◆ **Data excerpts**

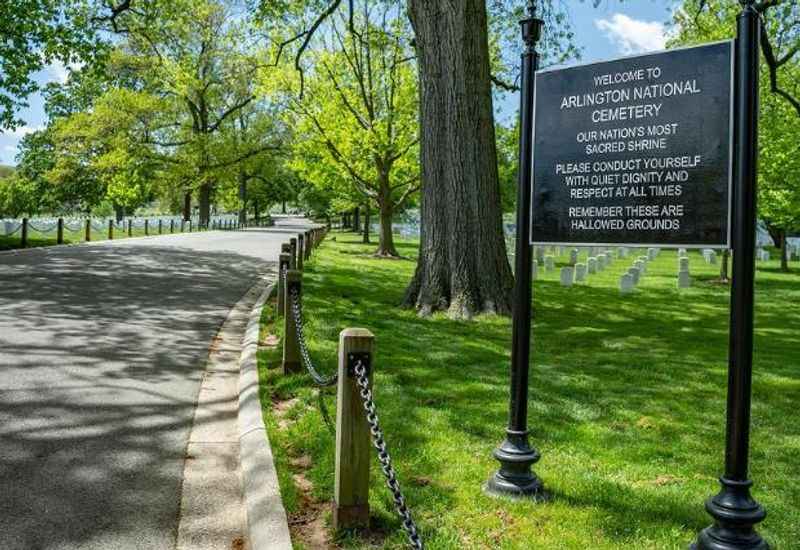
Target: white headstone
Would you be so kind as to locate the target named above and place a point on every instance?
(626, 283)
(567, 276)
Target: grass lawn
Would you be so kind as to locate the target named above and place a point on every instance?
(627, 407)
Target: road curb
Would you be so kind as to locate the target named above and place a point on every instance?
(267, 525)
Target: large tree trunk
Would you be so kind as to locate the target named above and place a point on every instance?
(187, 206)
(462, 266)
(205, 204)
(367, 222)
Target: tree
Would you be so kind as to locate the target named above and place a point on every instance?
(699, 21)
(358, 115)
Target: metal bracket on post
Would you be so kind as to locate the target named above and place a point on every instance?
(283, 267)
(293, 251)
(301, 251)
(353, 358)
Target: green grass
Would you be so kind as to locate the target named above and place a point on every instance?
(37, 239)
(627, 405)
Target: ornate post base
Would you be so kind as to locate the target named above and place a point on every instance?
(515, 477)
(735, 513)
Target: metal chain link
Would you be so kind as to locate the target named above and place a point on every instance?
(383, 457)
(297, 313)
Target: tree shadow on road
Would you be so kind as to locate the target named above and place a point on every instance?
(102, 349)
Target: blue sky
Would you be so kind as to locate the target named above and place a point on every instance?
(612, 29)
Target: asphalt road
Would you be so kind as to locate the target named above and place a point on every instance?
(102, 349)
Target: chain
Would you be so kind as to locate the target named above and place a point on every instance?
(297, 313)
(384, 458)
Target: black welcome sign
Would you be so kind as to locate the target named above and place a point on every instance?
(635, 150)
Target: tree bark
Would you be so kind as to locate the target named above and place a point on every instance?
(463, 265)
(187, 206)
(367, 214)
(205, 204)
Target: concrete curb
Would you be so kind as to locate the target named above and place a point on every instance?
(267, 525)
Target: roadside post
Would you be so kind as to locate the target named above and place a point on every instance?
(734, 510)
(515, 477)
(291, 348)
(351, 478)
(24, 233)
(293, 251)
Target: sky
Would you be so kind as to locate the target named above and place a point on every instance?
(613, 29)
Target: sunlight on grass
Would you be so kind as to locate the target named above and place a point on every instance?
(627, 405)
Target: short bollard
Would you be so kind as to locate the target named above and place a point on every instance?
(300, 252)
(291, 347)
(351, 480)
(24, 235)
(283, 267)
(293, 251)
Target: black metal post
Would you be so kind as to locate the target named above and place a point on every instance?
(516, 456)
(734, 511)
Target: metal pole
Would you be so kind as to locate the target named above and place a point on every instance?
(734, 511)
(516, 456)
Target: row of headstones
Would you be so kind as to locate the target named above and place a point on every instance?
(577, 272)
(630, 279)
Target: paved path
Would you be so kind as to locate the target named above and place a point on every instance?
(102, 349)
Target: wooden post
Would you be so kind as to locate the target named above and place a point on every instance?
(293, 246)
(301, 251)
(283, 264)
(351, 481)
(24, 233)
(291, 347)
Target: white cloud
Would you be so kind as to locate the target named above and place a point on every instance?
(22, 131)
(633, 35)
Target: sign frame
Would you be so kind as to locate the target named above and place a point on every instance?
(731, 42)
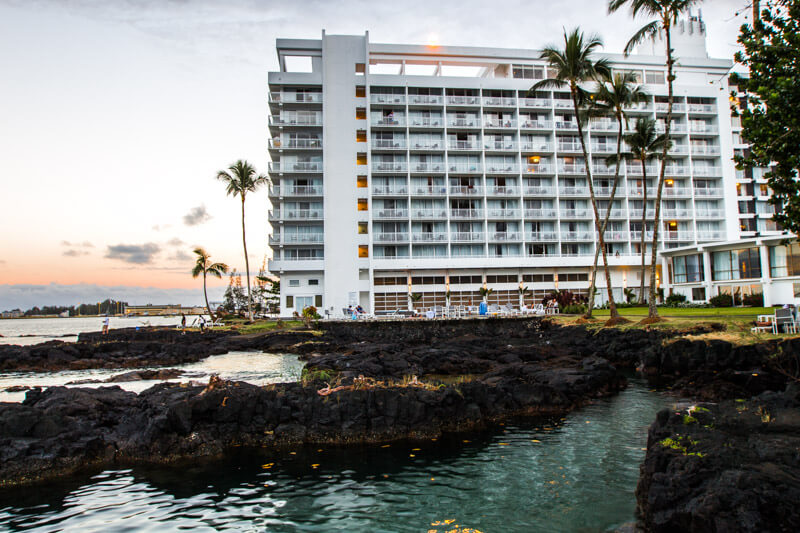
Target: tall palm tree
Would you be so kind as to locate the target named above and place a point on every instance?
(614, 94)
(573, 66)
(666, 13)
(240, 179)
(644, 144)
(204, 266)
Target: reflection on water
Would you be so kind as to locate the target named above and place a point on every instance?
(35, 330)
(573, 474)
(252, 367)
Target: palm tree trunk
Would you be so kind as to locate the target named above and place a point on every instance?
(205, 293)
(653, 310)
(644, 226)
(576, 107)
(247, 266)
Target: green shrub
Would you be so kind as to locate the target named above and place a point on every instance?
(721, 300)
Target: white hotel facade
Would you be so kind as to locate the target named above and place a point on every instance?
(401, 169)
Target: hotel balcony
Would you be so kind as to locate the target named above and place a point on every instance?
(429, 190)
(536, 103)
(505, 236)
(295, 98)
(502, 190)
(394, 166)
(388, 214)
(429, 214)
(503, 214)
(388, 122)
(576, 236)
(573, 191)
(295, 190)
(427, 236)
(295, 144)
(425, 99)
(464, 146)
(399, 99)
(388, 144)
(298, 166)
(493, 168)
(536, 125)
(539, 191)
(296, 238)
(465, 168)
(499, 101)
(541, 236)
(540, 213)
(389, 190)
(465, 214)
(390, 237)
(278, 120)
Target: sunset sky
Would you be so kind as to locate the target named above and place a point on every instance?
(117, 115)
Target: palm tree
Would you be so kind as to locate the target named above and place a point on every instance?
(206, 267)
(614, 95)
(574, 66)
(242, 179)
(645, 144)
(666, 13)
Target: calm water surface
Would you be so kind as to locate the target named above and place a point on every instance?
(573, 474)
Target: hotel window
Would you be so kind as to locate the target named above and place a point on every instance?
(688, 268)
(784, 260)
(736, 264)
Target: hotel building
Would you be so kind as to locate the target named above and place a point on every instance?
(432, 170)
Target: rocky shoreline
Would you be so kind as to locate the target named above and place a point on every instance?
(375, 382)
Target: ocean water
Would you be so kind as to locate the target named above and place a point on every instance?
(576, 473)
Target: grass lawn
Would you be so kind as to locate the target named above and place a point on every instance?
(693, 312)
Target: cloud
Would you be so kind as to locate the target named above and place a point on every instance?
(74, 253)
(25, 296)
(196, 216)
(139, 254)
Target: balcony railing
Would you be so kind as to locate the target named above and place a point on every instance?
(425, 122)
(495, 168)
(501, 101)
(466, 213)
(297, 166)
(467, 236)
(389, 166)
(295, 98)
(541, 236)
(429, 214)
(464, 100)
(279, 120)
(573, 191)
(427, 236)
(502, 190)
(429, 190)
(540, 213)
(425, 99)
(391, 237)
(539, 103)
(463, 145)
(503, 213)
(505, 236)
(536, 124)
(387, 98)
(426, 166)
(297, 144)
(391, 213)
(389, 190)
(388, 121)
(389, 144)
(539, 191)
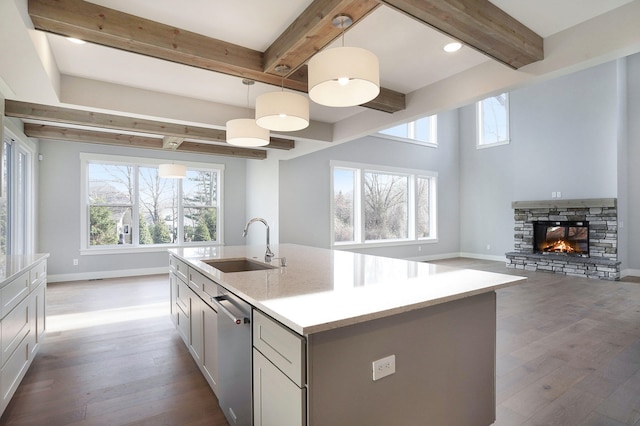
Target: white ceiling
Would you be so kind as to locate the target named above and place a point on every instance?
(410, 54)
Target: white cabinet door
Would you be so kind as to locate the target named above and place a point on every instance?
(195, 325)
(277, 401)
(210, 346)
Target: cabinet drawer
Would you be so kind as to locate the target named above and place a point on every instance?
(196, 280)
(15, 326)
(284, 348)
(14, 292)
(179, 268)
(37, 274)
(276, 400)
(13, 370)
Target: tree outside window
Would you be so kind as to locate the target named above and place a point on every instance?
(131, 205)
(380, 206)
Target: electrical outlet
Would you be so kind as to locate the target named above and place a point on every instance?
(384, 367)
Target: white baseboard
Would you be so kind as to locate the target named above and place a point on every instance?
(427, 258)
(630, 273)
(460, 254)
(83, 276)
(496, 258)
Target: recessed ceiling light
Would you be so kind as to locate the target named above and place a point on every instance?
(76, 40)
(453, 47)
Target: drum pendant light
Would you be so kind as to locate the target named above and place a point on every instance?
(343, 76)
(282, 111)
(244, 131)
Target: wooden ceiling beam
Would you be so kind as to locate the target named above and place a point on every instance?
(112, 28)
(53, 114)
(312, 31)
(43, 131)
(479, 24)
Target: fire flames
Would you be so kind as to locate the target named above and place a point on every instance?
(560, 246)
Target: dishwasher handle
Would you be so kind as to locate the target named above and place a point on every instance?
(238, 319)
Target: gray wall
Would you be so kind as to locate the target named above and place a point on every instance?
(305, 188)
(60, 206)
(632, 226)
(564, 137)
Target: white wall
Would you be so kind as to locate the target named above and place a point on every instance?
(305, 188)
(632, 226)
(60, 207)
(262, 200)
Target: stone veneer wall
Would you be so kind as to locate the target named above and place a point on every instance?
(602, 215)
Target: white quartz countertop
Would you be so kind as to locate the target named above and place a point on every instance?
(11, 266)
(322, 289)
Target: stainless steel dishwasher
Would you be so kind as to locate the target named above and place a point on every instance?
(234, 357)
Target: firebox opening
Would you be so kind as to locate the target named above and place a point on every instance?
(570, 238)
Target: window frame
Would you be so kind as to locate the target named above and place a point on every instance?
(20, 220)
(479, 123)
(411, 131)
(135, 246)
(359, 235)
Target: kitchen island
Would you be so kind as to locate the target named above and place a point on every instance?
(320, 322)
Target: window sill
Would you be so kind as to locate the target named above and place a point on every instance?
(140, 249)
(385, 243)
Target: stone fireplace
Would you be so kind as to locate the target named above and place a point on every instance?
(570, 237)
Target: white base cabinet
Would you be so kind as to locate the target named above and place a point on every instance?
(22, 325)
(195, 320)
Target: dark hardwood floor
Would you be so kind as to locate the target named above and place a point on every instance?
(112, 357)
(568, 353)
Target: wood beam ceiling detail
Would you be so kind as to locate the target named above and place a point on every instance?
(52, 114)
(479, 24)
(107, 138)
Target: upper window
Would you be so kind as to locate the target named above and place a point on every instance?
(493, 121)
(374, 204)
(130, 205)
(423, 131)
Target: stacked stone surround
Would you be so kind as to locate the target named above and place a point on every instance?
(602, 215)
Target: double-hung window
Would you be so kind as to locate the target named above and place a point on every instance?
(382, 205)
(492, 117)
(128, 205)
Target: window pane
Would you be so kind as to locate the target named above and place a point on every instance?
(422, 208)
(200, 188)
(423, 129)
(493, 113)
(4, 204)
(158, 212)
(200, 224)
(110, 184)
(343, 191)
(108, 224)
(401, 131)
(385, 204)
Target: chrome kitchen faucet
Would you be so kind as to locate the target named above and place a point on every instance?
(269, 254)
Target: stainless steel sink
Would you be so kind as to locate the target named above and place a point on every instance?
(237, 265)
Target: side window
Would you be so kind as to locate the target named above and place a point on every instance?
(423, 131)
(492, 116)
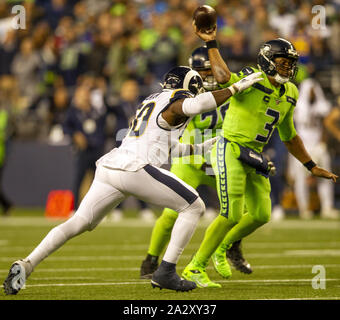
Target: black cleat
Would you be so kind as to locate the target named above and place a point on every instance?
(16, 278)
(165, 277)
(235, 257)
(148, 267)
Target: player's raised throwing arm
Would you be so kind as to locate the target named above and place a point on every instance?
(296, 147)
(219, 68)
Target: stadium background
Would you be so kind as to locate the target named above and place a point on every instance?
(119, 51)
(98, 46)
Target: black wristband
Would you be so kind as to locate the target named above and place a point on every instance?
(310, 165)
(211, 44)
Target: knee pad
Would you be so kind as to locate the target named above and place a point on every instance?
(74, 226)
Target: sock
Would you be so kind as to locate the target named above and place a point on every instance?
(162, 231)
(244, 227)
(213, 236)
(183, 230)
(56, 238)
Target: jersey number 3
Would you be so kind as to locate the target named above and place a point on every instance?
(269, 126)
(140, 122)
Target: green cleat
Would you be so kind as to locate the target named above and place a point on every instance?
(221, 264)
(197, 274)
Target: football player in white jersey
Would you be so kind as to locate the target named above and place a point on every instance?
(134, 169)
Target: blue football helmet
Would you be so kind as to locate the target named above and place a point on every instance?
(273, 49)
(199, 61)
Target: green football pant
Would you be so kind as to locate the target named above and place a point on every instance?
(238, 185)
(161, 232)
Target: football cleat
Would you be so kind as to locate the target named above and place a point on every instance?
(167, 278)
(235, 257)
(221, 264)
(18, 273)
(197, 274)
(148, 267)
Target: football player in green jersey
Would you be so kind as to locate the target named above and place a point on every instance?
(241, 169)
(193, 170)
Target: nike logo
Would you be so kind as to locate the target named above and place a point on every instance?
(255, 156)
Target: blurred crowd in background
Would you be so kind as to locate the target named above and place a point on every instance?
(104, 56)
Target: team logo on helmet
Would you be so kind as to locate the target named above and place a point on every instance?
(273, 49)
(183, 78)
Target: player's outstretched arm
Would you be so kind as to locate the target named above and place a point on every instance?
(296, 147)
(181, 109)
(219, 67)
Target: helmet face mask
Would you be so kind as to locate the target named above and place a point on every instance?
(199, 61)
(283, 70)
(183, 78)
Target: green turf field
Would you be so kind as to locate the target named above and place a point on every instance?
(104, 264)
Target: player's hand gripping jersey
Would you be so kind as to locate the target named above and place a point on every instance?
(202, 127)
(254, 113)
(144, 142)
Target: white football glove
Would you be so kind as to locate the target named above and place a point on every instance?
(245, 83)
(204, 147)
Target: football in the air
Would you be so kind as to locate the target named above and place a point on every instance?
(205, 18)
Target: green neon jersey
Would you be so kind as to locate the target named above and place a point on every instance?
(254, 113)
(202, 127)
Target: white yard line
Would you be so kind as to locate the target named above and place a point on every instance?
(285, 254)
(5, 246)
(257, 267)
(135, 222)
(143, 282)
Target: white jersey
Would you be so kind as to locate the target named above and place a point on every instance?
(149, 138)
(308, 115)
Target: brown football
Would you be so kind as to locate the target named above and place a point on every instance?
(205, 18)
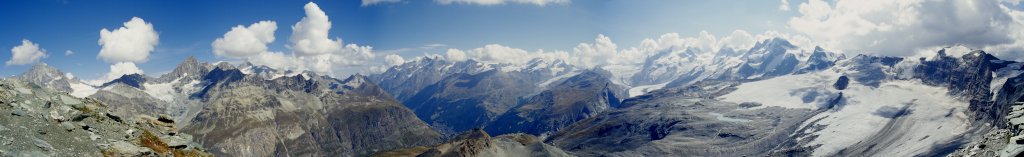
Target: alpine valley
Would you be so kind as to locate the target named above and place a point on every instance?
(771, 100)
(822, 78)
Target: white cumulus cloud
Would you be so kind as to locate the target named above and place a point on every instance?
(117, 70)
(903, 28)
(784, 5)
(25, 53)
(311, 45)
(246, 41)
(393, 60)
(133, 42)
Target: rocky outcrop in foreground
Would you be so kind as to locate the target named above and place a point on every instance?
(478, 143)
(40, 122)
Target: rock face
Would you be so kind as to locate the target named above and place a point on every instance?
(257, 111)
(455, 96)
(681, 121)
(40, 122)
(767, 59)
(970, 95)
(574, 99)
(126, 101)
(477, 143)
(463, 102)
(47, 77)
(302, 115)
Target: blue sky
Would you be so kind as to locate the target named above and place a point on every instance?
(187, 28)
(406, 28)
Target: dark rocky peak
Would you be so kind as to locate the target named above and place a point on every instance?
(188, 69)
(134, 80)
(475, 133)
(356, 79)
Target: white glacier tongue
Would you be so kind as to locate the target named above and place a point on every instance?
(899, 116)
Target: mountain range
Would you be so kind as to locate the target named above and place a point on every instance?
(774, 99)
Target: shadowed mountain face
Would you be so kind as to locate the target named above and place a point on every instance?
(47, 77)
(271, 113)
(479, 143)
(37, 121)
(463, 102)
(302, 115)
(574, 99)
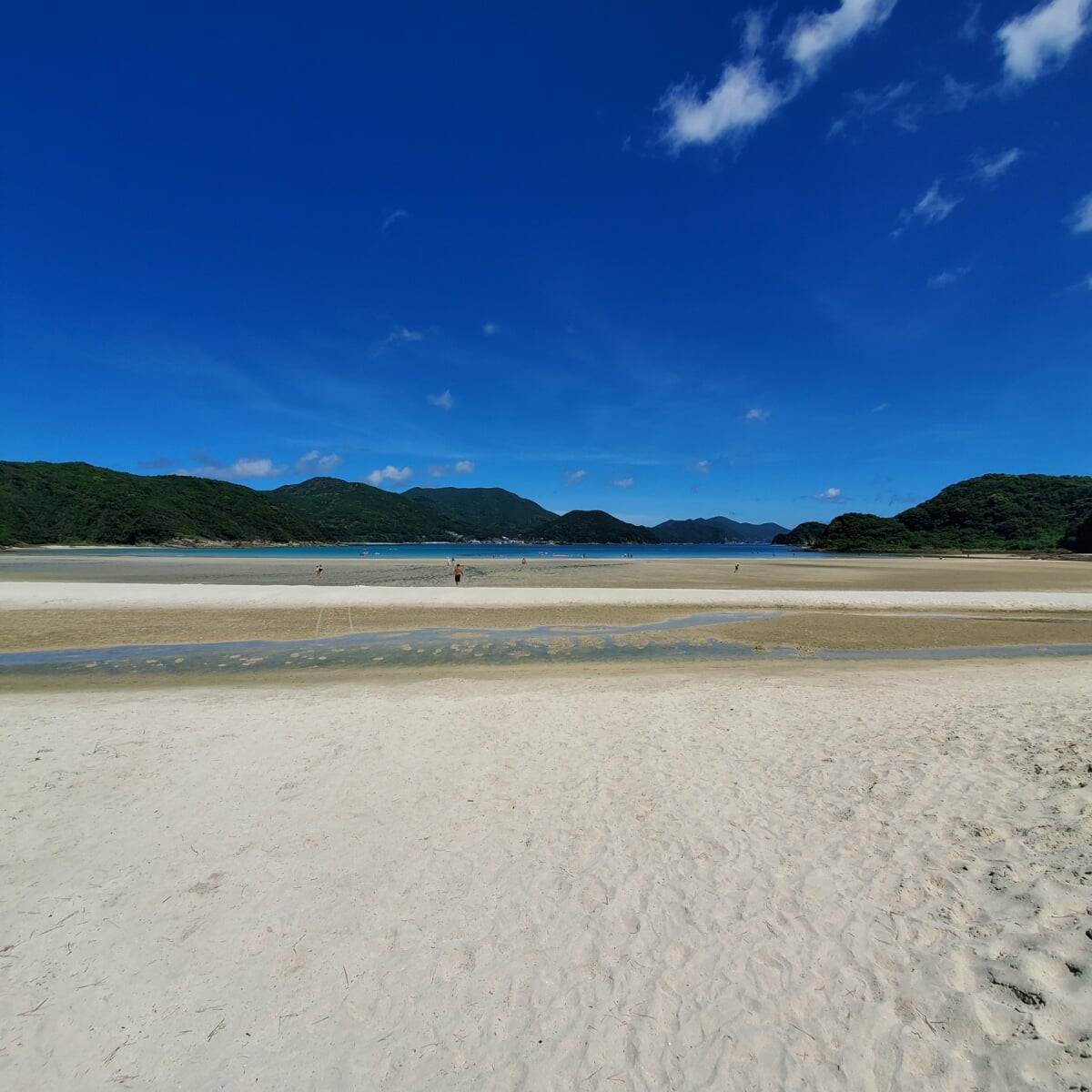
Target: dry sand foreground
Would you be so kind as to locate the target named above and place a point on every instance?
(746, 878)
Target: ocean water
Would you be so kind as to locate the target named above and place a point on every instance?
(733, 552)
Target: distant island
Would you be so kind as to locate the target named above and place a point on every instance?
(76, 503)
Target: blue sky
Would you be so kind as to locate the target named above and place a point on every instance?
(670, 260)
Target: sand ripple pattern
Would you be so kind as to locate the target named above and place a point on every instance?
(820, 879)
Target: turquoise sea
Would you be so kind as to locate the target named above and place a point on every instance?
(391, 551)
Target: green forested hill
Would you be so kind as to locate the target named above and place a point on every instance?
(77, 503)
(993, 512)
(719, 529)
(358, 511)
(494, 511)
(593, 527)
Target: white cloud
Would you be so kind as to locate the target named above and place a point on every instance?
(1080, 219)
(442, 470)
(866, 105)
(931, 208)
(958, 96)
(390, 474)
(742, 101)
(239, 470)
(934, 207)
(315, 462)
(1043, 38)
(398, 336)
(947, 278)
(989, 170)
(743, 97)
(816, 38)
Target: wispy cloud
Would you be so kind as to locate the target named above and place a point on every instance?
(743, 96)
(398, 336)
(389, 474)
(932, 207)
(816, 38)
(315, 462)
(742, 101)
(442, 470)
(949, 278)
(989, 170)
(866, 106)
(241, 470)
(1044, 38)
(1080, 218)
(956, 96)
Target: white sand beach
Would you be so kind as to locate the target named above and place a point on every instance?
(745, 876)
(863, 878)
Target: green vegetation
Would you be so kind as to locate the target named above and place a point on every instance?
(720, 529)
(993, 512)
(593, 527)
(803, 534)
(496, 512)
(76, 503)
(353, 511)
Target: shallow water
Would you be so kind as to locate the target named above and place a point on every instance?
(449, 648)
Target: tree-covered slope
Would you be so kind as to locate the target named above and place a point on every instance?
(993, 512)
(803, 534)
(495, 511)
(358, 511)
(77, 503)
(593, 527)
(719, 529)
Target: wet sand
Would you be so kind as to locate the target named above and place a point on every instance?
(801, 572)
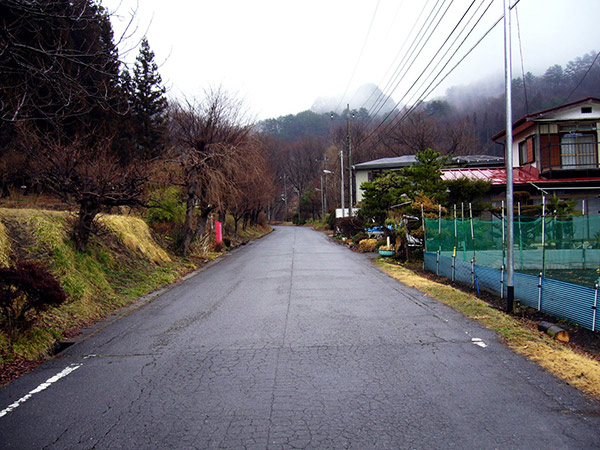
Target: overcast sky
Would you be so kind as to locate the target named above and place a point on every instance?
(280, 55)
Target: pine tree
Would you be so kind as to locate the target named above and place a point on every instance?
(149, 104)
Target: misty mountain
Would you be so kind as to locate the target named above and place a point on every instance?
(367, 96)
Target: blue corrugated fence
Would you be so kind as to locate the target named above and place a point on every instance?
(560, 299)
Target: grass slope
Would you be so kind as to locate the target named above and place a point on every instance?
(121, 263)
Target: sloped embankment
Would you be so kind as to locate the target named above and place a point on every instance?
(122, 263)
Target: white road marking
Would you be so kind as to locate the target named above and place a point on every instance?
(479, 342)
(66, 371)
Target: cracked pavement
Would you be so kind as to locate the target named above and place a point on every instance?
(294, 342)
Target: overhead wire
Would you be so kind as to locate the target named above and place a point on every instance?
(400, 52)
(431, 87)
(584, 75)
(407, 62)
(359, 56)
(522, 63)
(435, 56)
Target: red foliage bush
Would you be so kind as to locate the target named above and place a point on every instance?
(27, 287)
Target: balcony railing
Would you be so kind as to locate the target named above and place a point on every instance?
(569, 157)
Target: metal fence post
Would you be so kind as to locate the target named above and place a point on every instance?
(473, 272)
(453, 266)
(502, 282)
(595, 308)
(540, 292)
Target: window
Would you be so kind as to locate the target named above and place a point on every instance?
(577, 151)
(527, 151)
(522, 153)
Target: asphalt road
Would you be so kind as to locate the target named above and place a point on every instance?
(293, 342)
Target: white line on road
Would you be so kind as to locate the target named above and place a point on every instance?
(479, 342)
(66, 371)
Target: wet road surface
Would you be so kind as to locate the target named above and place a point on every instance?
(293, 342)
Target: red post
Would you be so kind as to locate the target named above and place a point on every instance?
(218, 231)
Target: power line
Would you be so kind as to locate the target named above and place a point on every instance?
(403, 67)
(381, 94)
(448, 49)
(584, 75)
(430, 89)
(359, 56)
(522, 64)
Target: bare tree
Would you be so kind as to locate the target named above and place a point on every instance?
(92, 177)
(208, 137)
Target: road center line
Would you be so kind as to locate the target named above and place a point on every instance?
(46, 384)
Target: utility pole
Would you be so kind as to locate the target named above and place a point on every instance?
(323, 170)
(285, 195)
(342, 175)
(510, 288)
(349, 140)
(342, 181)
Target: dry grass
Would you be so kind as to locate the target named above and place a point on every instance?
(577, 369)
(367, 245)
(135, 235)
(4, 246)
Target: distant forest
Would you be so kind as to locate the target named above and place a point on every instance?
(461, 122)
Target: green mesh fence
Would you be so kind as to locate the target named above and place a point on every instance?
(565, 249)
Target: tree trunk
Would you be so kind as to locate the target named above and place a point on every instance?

◆ **Work to complete**
Output only the lines from the one holding "Target: bare tree" through the last line above, exactly as they appear.

◆ **Exercise output**
Target: bare tree
Would you be so kind as to locate the target named above and place a point on every instance?
(92, 177)
(208, 137)
Target: road center line
Would you be so kind as to locate the target named above and place a point on every instance?
(46, 384)
Target: utility pole
Would you be so kind as to locate the target named above and place a point on every instance?
(323, 170)
(285, 195)
(342, 175)
(510, 288)
(349, 140)
(342, 181)
Target: dry grass
Would you be so kind as to locate the target named above and place a point on every instance?
(577, 369)
(367, 245)
(135, 235)
(4, 246)
Target: distant forest
Would you be so kind as to locate the target named above and place a point on every instance?
(461, 122)
Target: green mesh fence
Would you be so kind as to locate the target named above and place a point on every instance?
(565, 249)
Target: tree trunk
Would you be so kind as to locate the target named above and place a point on every instance?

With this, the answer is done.